**PROMPT**
Turn the lines below into a JSON list of strings with one string per line. Skip blank lines and leave out the pictures.

**RAW RECORDS**
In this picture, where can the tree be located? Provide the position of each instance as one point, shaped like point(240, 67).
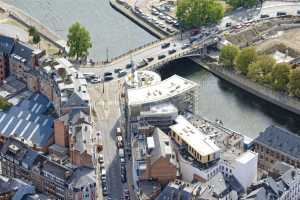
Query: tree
point(294, 82)
point(245, 58)
point(79, 41)
point(32, 30)
point(241, 3)
point(228, 54)
point(260, 70)
point(195, 13)
point(280, 76)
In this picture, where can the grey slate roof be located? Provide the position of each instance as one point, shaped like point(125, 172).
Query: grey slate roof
point(27, 121)
point(280, 139)
point(6, 44)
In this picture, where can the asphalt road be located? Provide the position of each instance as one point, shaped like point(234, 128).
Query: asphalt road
point(108, 114)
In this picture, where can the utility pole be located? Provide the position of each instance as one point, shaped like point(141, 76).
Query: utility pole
point(107, 54)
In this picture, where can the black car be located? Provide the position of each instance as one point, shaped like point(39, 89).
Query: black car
point(171, 51)
point(108, 78)
point(165, 45)
point(161, 56)
point(107, 74)
point(150, 59)
point(129, 65)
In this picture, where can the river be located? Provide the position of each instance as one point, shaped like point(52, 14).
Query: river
point(238, 110)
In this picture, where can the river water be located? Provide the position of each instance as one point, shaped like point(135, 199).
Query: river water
point(238, 110)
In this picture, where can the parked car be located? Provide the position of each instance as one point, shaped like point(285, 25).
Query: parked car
point(165, 45)
point(117, 70)
point(108, 78)
point(100, 159)
point(95, 80)
point(122, 73)
point(107, 74)
point(161, 56)
point(129, 65)
point(150, 59)
point(280, 14)
point(171, 51)
point(141, 64)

**REPLY**
[
  "In this picture, where can the tree be located? Provide the position of each instance as one point, shaped like point(240, 67).",
  "Query: tree",
  "point(294, 82)",
  "point(245, 58)",
  "point(79, 41)",
  "point(32, 30)",
  "point(241, 3)",
  "point(228, 54)",
  "point(260, 70)",
  "point(195, 13)",
  "point(280, 76)",
  "In this picture, where can the grey slate roof be located? Provide the position of each instance as one point, shaped like point(125, 172).",
  "Query: grey slate roof",
  "point(27, 121)",
  "point(280, 139)",
  "point(6, 44)",
  "In this picture, where can the asphalt road be located? Provide the position of each instance as one point, shaped like point(234, 128).",
  "Query: asphalt road",
  "point(108, 114)",
  "In this picture, where can the utility pole be located? Provide the position of each instance as one point, shaped like point(141, 76).",
  "Query: utility pole",
  "point(107, 54)",
  "In this picture, where can the black car be located? Provide the position of each instance as one point, shaped like point(39, 89).",
  "Query: black car",
  "point(171, 51)",
  "point(108, 78)",
  "point(165, 45)",
  "point(161, 56)",
  "point(107, 74)",
  "point(150, 59)",
  "point(129, 65)",
  "In this picture, where can the river be located? Provide the position of each instance as one point, shaped like point(52, 14).",
  "Query: river",
  "point(238, 110)",
  "In this picture, where can the river water be located? Provide the position of each instance as one point, shaped like point(135, 199).",
  "Query: river water",
  "point(238, 110)",
  "In this picture, where can the parked car be located? Provide the position of each instance as one point, shaped like point(285, 25).",
  "Query: parked car",
  "point(165, 45)",
  "point(117, 70)",
  "point(108, 78)",
  "point(100, 159)",
  "point(95, 80)",
  "point(122, 73)",
  "point(107, 74)",
  "point(161, 56)",
  "point(129, 65)",
  "point(150, 59)",
  "point(280, 14)",
  "point(171, 51)",
  "point(141, 64)"
]